For Duncan JONES, knowledge and belief are incompatible from the point of view of view of various linguistic uses of belief and knowledge. For instance, people use to say “I don´t belief he did it, but I know he did it, that is, to say that I know ´P´ but I don’t belief ´P.´ Objections to Duncan Jones lies on the idea of misrepresentation, for what people are saying only expresses a shock. So, it is a matter of shock and not an expression of incompatibility of knowledge and belief. For K. LEHRER[2], knowledge does not involve certainty but to ward off skepticism, acceptance could be better.

  1. Separability thesis

This means that belief and knowledge are separable through they can go together. For A. WOOZLEY, knowledge can exist in the absence of confidence about the item known, although it could be accompanied by confidence as well. Even-though people are unsure of their claim they might know that the claim is true. However, for Woozley it would be odd for those who lack confidence to claim knowledge.

For C. RADFORD, knowledge is not only compatible with the lack of certainty, but also with lack of belief. Example, John had forgotten that he studied the history of the Nigerian-Biafran War, yet he was able to give a correct answer as to when it begun. Thus, the answer “1967” is said to be given without belief. Both acknowledge that when we claim knowledge we ought at least to believe we have knowledge or else our behavior is intentionally misleading.

Given request a: Report every line of the records below that contains the word "hand".

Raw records
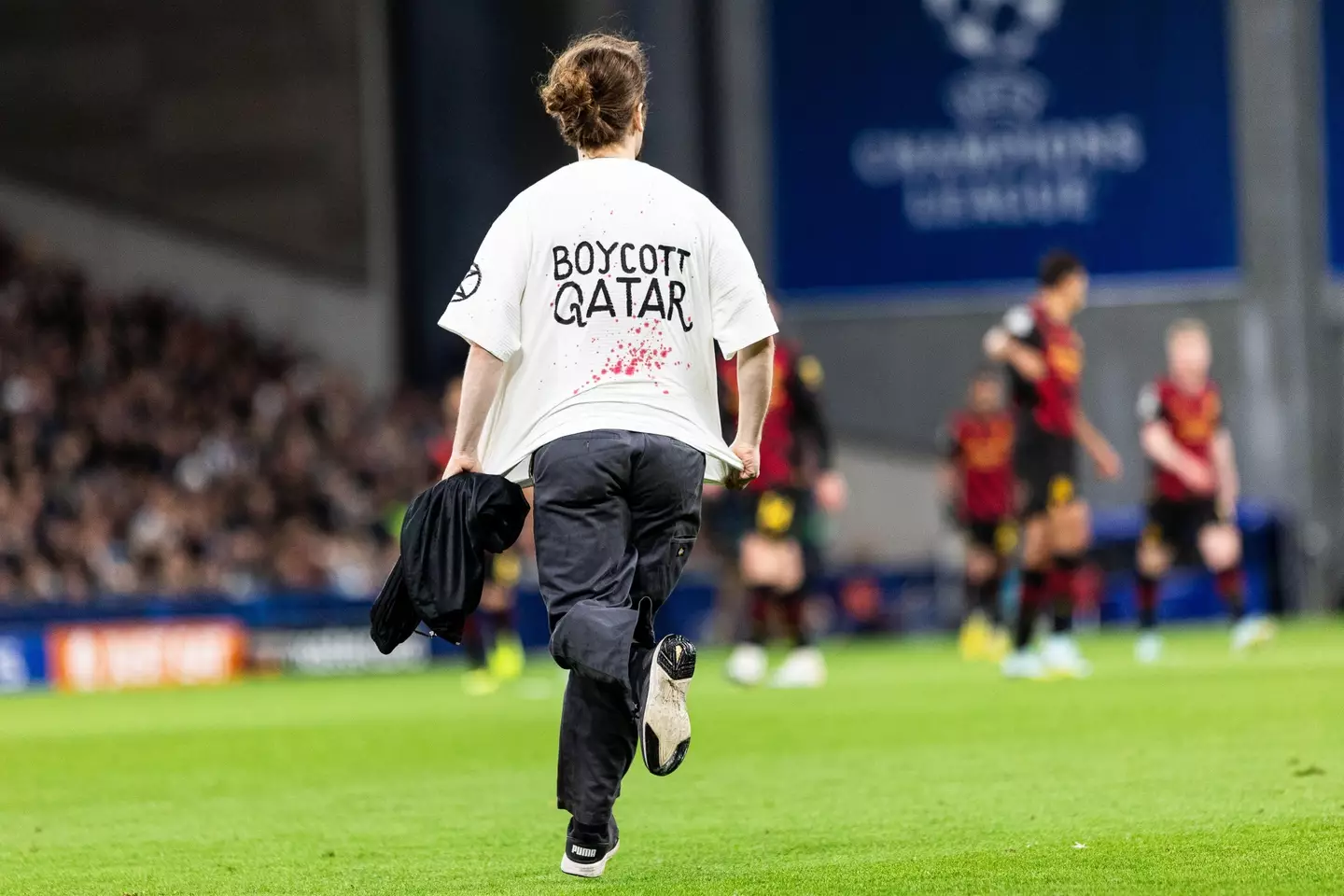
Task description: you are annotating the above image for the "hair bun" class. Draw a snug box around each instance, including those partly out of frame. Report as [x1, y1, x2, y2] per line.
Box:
[540, 34, 648, 149]
[541, 66, 601, 129]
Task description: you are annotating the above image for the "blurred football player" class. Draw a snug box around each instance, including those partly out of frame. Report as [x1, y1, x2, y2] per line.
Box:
[1134, 320, 1273, 663]
[717, 304, 846, 688]
[984, 251, 1121, 679]
[940, 370, 1017, 663]
[430, 376, 531, 694]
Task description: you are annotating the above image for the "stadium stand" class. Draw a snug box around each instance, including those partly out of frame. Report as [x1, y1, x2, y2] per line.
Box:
[0, 224, 440, 603]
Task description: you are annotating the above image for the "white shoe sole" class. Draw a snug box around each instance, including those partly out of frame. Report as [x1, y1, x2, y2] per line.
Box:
[639, 634, 694, 775]
[560, 840, 621, 877]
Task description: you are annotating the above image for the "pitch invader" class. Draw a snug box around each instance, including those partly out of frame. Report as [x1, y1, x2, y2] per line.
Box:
[986, 251, 1121, 679]
[719, 323, 846, 688]
[1134, 320, 1273, 663]
[940, 370, 1017, 663]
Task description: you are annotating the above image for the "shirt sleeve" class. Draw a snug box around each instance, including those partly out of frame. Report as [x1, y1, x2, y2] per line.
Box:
[709, 208, 779, 358]
[438, 203, 532, 361]
[1136, 383, 1167, 423]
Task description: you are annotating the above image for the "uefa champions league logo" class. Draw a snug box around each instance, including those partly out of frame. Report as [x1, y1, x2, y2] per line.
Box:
[923, 0, 1063, 63]
[923, 0, 1063, 128]
[849, 0, 1148, 231]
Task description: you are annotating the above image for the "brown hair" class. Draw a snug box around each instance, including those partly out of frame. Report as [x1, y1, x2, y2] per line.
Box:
[1036, 248, 1087, 288]
[540, 33, 650, 149]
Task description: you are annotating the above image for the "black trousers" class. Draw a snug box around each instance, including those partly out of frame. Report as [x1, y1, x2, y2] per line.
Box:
[532, 430, 705, 825]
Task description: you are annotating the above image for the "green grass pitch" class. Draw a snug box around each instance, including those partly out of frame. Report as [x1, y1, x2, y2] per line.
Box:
[0, 623, 1344, 896]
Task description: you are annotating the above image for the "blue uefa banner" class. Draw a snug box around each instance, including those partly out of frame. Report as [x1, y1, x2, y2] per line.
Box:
[772, 0, 1237, 294]
[0, 630, 47, 693]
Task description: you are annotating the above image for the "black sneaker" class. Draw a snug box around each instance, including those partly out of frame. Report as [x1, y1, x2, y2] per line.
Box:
[639, 634, 694, 775]
[560, 819, 621, 877]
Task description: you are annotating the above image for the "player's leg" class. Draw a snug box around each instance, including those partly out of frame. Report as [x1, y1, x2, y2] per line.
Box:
[726, 521, 784, 686]
[462, 614, 500, 697]
[770, 489, 827, 688]
[532, 432, 639, 874]
[1198, 521, 1274, 651]
[758, 489, 827, 688]
[626, 434, 705, 775]
[1002, 505, 1050, 679]
[477, 561, 525, 681]
[957, 523, 999, 660]
[980, 519, 1017, 663]
[1042, 494, 1091, 677]
[1134, 518, 1172, 663]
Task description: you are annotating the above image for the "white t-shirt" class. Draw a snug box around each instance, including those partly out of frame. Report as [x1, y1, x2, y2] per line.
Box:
[438, 159, 778, 483]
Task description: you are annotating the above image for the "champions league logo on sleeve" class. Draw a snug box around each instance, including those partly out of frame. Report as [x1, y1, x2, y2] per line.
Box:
[851, 0, 1146, 231]
[448, 262, 482, 305]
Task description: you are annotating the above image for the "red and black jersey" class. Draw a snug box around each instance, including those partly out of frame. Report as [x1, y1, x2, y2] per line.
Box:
[719, 340, 831, 492]
[944, 411, 1015, 523]
[1004, 302, 1084, 438]
[1139, 377, 1223, 501]
[425, 432, 453, 473]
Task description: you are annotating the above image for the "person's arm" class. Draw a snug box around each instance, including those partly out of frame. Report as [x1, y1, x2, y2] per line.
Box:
[438, 200, 532, 480]
[724, 336, 774, 489]
[1139, 385, 1213, 495]
[443, 343, 504, 480]
[1139, 420, 1213, 493]
[937, 430, 962, 520]
[706, 205, 779, 489]
[1212, 428, 1242, 521]
[1074, 409, 1124, 480]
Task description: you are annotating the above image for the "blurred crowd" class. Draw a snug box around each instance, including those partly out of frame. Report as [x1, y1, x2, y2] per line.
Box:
[0, 225, 442, 602]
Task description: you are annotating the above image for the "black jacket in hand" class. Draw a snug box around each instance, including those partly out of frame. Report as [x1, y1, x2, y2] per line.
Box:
[369, 473, 529, 652]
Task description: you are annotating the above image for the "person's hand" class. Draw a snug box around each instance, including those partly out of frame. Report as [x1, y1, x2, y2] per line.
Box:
[812, 470, 849, 513]
[441, 452, 482, 480]
[723, 441, 761, 489]
[1175, 458, 1218, 495]
[1093, 444, 1125, 483]
[981, 327, 1012, 358]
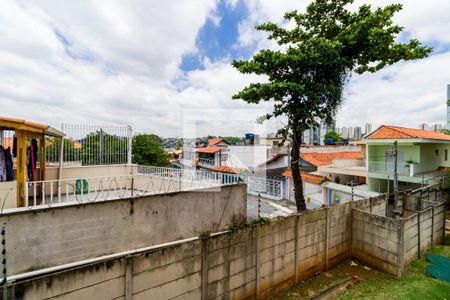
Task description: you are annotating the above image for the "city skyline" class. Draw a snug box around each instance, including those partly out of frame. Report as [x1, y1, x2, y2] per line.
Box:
[0, 0, 450, 136]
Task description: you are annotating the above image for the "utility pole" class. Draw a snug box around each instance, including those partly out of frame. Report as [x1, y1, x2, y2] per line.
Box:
[386, 141, 398, 209]
[394, 141, 398, 209]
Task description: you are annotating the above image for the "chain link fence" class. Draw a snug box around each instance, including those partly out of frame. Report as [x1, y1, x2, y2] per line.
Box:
[46, 124, 132, 166]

Given request b: Reproduce word for word the part of the passage on knowledge and belief that runs from "1. Separability thesis" up to and including "to claim knowledge.".

Finished answer a:
Task description: you are annotating the above image for the "black jacket in hand" class. Draw a snug box around each instance, including those partly out of frame. Report as [x1, y1, x2, y2] per line.
Task description: you are annotating the above image for the "person's hand" class. Draw a snug box around each instance, including those partly out of frame. Report as [x1, y1, x2, y2] per line.

Finished answer b:
1. Separability thesis

This means that belief and knowledge are separable through they can go together. For A. WOOZLEY, knowledge can exist in the absence of confidence about the item known, although it could be accompanied by confidence as well. Even-though people are unsure of their claim they might know that the claim is true. However, for Woozley it would be odd for those who lack confidence to claim knowledge.